> _WHAT YOU NEED TO DO_: Everything from the line containing "like [169, 147]." through the last line of the records must be returned verbatim, and nothing outside that range.

----

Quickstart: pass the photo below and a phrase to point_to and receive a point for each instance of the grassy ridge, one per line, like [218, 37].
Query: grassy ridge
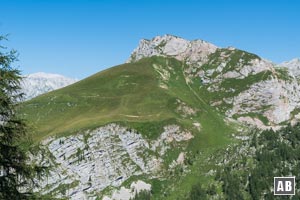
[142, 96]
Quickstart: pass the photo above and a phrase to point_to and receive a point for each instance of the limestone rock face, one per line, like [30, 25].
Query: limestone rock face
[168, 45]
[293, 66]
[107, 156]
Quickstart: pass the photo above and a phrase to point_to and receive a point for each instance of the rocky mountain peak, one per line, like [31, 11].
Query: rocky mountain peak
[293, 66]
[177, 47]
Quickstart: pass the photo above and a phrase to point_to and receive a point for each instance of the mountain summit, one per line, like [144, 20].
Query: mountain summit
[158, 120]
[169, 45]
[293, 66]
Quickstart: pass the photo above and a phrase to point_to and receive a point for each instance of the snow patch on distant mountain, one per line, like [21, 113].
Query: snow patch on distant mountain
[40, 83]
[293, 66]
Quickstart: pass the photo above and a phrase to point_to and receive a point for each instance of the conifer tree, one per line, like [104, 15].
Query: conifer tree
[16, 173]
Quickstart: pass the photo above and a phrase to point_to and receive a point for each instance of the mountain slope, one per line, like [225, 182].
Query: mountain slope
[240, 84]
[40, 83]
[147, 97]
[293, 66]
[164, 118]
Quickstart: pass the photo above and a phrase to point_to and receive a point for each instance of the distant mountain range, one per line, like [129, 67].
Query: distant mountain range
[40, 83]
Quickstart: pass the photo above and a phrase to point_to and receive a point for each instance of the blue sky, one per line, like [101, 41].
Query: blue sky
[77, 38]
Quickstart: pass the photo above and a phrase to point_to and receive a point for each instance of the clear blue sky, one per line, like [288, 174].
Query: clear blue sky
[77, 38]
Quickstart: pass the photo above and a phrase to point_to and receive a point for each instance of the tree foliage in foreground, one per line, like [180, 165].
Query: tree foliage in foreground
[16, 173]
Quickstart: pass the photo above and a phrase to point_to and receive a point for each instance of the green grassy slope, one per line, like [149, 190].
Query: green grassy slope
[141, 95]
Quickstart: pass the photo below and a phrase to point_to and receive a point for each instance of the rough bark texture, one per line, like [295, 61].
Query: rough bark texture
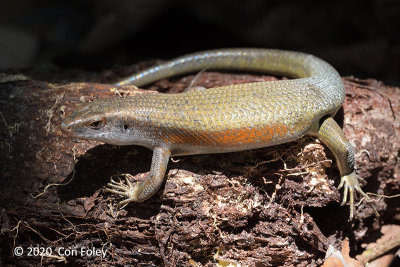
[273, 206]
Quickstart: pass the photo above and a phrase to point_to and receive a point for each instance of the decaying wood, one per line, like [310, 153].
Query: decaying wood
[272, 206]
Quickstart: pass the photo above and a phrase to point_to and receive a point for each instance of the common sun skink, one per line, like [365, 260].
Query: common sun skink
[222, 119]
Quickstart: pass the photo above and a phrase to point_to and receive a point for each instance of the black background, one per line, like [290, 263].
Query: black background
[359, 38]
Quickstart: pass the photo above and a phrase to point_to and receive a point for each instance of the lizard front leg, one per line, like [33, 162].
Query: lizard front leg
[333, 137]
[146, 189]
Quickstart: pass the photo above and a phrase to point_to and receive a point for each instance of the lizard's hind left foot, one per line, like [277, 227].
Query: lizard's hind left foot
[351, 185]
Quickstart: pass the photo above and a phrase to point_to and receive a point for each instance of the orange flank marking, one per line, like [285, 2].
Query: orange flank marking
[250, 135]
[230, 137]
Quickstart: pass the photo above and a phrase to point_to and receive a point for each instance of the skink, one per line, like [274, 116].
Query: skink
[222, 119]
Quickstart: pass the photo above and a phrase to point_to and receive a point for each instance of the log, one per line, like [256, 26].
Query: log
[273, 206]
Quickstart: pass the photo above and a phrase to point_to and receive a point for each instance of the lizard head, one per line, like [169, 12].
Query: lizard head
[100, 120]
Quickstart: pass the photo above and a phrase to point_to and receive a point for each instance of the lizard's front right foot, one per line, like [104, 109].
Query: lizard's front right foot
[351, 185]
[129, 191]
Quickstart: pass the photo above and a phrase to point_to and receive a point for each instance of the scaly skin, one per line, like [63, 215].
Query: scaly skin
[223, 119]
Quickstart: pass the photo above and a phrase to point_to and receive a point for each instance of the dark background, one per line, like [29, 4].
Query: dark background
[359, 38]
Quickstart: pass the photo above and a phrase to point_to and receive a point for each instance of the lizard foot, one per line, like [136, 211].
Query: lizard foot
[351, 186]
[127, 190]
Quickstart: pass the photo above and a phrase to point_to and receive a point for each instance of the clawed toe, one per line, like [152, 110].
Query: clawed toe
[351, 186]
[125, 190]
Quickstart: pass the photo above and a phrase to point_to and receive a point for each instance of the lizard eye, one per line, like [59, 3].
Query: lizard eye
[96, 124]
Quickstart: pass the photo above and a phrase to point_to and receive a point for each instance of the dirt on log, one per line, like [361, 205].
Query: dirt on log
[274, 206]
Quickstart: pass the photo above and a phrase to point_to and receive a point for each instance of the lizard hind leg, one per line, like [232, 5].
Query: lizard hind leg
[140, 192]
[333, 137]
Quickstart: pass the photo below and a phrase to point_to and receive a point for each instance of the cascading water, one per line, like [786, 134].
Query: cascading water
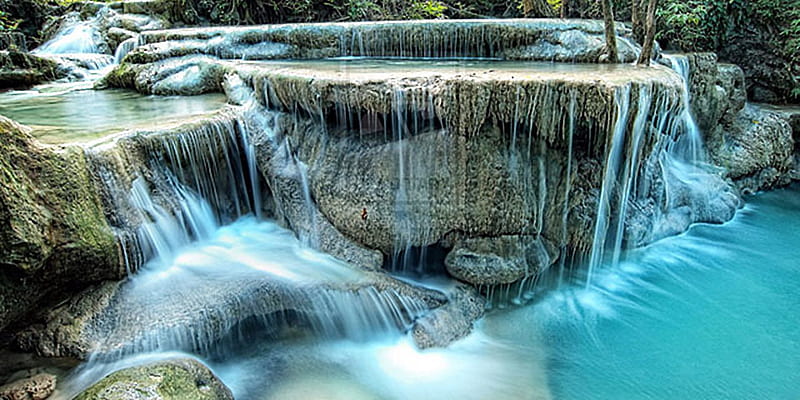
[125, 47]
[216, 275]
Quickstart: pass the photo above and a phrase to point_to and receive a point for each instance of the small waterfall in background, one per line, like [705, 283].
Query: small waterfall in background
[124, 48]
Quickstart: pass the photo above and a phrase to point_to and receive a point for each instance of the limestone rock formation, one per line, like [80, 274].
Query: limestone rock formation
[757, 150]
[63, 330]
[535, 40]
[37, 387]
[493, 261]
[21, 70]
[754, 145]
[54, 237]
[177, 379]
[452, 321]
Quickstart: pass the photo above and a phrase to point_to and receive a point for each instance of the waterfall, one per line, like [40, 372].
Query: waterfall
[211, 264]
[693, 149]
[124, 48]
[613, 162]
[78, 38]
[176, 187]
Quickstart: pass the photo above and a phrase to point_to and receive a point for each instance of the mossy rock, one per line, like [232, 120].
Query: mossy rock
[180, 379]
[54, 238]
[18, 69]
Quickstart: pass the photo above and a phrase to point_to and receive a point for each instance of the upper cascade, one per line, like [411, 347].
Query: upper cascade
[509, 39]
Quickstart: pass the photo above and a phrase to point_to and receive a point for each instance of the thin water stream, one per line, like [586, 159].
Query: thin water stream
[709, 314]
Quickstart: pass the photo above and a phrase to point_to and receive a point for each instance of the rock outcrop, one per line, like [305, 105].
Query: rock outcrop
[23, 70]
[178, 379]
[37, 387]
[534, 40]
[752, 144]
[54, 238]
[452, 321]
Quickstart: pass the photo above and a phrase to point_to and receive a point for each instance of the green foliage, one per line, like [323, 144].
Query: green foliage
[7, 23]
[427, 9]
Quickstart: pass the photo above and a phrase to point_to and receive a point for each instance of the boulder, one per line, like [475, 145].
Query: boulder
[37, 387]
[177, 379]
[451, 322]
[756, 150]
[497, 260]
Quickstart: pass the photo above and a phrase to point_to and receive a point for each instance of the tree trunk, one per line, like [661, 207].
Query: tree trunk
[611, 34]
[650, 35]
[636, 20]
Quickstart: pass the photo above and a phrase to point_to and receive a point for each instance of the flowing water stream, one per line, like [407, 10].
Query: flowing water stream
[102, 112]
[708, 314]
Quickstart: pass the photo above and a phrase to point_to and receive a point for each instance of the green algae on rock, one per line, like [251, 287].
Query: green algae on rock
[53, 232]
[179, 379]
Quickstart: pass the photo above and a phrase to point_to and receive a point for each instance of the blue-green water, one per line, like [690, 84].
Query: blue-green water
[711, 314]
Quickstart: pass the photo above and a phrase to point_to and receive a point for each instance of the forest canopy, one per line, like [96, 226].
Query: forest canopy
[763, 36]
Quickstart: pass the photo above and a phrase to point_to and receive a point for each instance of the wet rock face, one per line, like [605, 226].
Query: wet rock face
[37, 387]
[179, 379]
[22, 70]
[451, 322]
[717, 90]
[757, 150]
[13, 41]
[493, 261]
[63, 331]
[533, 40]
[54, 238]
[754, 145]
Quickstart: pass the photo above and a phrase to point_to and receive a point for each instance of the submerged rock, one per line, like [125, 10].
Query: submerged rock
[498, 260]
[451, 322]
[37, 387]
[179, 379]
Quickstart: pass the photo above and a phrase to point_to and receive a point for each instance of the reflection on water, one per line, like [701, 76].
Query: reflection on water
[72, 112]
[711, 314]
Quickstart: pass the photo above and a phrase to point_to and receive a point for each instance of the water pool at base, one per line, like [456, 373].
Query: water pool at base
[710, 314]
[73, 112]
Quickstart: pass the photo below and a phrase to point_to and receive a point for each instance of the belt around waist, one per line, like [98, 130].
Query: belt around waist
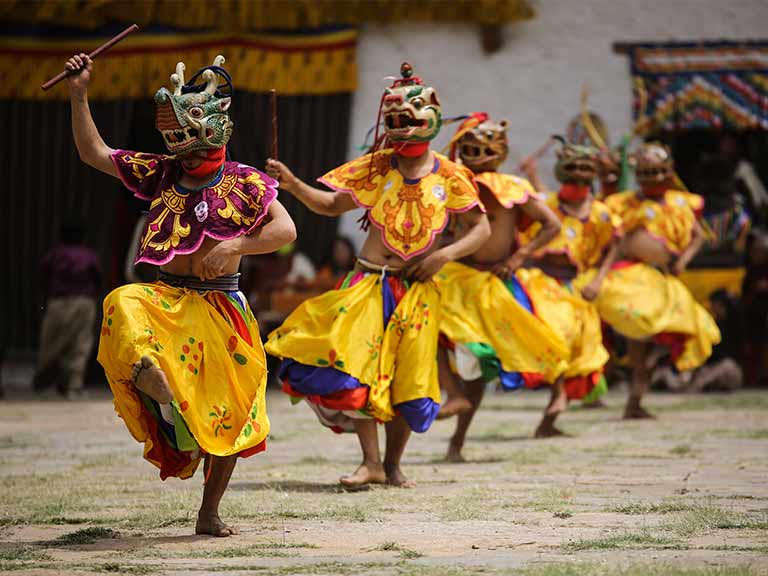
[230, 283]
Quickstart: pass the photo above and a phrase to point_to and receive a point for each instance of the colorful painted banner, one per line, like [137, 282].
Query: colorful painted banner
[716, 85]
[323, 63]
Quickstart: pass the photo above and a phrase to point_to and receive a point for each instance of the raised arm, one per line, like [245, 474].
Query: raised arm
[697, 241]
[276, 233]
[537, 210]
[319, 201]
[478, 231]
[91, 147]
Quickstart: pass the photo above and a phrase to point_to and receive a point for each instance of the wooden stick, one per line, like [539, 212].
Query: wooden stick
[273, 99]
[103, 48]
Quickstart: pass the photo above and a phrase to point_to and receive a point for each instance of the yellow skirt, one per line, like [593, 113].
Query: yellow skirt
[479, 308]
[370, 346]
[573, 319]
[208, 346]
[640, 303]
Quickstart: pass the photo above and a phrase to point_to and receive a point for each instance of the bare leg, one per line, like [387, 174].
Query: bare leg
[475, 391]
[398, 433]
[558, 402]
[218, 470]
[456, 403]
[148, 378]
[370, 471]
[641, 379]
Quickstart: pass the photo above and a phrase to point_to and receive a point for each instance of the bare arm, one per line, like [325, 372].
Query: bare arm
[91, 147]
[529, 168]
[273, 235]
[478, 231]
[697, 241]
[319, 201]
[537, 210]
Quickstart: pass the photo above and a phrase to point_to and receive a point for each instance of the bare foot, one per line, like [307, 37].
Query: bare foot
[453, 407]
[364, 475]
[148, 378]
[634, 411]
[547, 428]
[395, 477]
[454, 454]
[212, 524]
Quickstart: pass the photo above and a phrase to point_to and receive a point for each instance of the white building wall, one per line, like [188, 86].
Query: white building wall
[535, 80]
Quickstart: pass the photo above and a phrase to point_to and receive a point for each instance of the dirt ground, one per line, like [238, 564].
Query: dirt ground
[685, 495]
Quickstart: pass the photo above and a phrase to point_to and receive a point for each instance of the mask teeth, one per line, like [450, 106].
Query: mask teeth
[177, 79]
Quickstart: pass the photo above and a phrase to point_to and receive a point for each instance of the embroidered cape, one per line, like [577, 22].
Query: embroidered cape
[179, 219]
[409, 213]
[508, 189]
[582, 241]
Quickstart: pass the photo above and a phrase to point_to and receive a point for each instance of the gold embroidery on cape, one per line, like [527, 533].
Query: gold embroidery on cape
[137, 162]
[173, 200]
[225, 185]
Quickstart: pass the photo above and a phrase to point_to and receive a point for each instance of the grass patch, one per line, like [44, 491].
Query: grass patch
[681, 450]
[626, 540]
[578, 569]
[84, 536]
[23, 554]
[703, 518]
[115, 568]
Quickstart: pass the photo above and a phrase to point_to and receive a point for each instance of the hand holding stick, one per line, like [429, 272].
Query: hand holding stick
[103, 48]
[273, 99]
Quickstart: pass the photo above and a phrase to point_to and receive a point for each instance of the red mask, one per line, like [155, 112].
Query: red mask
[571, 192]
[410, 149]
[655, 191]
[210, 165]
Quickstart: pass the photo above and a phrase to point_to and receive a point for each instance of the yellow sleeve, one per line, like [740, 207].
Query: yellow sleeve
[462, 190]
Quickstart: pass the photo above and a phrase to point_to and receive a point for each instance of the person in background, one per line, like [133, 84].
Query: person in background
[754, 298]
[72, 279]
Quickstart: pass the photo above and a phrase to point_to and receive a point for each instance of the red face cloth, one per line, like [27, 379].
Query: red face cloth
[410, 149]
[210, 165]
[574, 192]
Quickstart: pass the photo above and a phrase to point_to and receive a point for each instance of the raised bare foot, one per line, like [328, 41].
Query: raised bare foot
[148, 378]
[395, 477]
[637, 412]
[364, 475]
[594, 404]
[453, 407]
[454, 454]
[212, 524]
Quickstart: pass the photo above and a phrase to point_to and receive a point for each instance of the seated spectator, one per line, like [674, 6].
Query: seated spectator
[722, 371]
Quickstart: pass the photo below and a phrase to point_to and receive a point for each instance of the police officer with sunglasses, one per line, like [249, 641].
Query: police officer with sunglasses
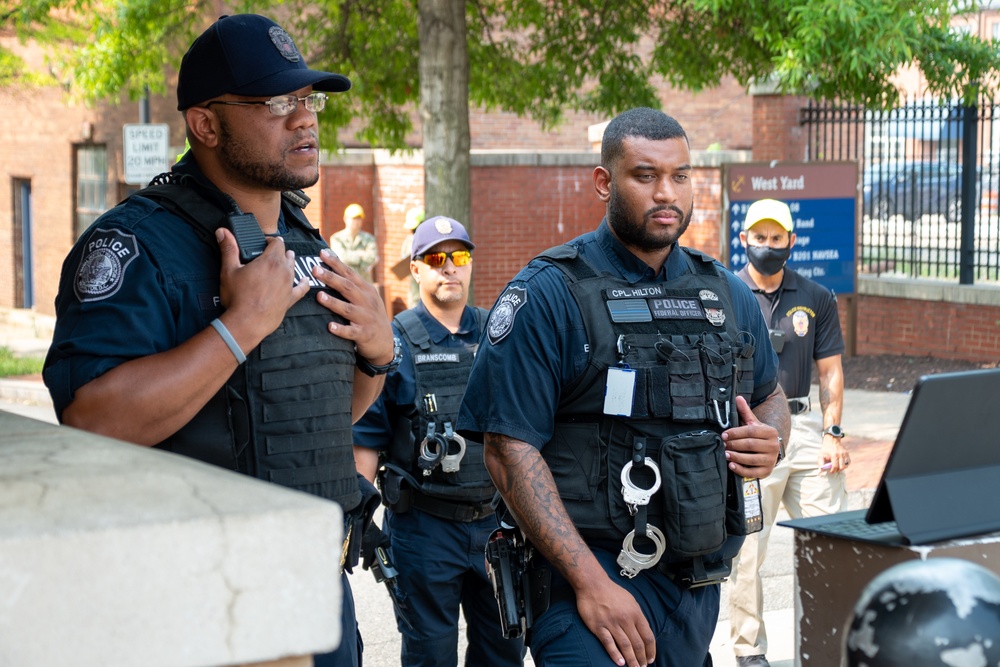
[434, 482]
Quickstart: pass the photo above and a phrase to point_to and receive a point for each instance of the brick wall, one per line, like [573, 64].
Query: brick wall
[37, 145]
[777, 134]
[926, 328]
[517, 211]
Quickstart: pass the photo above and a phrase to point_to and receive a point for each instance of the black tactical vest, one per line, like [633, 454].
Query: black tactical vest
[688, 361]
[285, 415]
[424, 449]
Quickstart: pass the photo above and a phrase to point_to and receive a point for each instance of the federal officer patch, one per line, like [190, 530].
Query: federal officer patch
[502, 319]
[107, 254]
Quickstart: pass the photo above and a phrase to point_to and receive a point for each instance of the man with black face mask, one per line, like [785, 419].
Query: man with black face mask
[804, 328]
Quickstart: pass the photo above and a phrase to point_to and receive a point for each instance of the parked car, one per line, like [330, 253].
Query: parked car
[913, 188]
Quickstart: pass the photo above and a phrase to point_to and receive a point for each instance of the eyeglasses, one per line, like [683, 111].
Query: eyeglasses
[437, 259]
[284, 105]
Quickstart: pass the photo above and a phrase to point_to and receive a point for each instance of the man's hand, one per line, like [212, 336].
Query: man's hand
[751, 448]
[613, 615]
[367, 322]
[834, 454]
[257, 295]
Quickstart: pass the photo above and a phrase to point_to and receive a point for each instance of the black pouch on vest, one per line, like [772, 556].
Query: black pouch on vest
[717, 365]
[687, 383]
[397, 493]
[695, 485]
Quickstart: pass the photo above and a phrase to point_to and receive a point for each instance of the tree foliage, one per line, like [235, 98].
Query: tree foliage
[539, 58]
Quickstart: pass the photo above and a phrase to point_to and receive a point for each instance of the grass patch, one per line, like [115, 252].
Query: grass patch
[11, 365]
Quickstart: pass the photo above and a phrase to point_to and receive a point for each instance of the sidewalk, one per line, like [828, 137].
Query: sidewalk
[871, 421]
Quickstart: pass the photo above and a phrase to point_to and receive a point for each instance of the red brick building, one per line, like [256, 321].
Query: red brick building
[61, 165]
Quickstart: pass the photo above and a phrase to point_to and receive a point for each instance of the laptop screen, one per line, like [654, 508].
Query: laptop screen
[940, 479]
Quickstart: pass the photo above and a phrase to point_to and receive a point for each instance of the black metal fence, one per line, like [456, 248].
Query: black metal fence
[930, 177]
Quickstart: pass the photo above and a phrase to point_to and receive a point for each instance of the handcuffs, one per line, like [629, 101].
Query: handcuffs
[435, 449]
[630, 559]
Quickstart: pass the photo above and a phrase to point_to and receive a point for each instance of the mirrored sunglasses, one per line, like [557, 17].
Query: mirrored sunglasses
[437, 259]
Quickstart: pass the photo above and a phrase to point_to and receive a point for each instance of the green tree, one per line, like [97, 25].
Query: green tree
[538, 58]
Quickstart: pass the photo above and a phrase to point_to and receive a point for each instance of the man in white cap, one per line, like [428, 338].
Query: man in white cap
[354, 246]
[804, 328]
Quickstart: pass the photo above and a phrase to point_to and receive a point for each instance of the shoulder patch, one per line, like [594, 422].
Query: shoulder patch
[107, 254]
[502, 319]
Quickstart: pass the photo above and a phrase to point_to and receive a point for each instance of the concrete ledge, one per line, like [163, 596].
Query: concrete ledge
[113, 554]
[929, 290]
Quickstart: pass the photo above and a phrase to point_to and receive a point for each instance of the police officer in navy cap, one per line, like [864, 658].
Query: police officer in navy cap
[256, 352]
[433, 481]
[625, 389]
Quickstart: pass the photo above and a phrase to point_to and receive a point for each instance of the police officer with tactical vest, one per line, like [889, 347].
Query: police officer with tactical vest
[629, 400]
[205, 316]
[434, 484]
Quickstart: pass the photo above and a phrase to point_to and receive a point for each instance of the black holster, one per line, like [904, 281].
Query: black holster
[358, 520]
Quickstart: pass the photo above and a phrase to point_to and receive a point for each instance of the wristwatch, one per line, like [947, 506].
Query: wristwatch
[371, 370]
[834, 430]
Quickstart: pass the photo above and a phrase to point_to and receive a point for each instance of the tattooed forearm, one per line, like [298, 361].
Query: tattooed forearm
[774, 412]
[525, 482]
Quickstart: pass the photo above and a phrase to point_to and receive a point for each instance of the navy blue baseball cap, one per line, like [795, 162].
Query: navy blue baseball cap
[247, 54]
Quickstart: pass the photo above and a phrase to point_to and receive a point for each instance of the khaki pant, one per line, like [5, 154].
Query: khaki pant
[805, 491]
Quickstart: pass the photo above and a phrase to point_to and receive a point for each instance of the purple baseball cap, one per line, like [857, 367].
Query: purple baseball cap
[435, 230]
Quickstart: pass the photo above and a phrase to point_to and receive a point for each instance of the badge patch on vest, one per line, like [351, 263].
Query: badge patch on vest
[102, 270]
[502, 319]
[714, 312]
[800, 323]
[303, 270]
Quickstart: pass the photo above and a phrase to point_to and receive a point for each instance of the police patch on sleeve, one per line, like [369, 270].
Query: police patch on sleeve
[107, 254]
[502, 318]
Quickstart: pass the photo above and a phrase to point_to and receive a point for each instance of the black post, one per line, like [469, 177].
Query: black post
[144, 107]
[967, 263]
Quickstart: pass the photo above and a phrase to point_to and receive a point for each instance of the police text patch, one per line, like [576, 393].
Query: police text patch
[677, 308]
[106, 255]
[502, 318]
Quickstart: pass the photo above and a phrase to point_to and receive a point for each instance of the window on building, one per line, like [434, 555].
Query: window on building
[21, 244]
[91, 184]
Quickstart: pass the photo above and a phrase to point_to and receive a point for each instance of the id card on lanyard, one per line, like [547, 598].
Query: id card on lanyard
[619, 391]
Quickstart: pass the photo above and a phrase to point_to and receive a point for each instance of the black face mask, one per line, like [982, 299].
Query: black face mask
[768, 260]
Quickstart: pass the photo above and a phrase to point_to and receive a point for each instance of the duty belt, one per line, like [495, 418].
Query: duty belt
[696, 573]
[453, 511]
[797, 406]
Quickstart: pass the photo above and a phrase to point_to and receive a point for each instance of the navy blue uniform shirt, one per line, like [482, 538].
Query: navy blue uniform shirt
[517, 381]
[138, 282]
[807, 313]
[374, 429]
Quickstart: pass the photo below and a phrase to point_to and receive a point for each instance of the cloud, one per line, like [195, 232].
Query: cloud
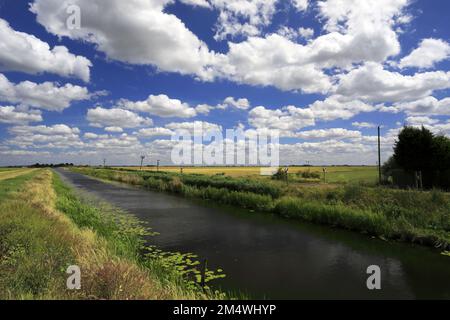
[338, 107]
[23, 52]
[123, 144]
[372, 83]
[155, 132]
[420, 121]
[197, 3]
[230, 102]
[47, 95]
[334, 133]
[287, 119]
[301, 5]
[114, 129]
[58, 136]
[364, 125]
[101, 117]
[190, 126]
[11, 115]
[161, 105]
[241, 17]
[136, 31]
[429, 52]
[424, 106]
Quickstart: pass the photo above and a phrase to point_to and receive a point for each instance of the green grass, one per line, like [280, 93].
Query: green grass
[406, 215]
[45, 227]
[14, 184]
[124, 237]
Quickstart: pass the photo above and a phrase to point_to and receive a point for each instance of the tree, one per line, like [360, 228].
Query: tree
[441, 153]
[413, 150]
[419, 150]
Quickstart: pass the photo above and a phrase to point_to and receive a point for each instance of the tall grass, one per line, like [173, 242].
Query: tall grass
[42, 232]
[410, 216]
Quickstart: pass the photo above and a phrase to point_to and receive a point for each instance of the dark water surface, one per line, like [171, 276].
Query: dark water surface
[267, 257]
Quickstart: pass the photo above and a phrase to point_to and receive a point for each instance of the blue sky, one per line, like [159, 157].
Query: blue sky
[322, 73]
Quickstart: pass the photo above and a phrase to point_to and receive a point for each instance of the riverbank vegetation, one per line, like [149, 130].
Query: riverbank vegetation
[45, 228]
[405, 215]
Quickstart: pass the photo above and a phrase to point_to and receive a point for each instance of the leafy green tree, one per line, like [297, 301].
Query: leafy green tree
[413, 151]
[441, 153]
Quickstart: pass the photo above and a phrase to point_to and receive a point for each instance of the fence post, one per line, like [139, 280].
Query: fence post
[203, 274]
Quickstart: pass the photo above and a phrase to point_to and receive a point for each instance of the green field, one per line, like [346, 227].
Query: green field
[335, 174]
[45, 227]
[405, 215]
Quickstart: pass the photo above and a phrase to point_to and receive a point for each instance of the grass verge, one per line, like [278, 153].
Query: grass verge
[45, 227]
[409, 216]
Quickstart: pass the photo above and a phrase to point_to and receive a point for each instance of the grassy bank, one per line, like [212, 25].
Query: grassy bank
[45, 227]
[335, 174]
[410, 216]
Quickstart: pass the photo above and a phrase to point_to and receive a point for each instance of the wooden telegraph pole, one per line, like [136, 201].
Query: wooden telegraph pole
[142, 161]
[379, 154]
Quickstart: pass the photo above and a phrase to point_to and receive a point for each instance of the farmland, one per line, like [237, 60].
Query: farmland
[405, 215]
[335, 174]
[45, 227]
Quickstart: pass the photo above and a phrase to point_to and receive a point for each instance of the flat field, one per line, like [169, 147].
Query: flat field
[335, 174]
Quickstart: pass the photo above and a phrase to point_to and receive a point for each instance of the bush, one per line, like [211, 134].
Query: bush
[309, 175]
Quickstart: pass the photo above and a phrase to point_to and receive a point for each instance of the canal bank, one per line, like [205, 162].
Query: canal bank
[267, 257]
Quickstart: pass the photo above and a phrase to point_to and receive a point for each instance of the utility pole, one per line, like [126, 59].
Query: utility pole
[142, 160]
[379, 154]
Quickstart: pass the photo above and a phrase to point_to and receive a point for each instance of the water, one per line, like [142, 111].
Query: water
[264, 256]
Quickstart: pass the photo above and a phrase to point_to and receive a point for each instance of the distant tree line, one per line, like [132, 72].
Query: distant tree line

----

> _CORRECT ANSWER_:
Quickstart: pass the photo above and a phrase to point_to and receive a point for each instance of the flat field, one per line, like [169, 147].
Query: flat field
[335, 174]
Quickstart: pass the photo above and a phrase to point_to and receive a point for each instance of the bush, one per line, like [211, 134].
Query: bush
[309, 175]
Quickstart: pass the photo above and a phrase to point_to and receive a point for each instance of the canal bank, one per line, like [205, 162].
Query: canal bank
[267, 257]
Quickstart: pass the photo above and a phrase to point_to and receive a point for each instance of the utility pole, one per line, like [126, 59].
Query: utility pole
[142, 160]
[379, 154]
Quickstart: pass the photo above and a phrase to point_to and receive a point for each instance of the water, one per line, like [142, 111].
Query: water
[264, 256]
Quickstart: pass the photo above and a phrase to point_to and receive a point for each instance of the distant tree line, one per line, like [132, 72].
Query: distant tree line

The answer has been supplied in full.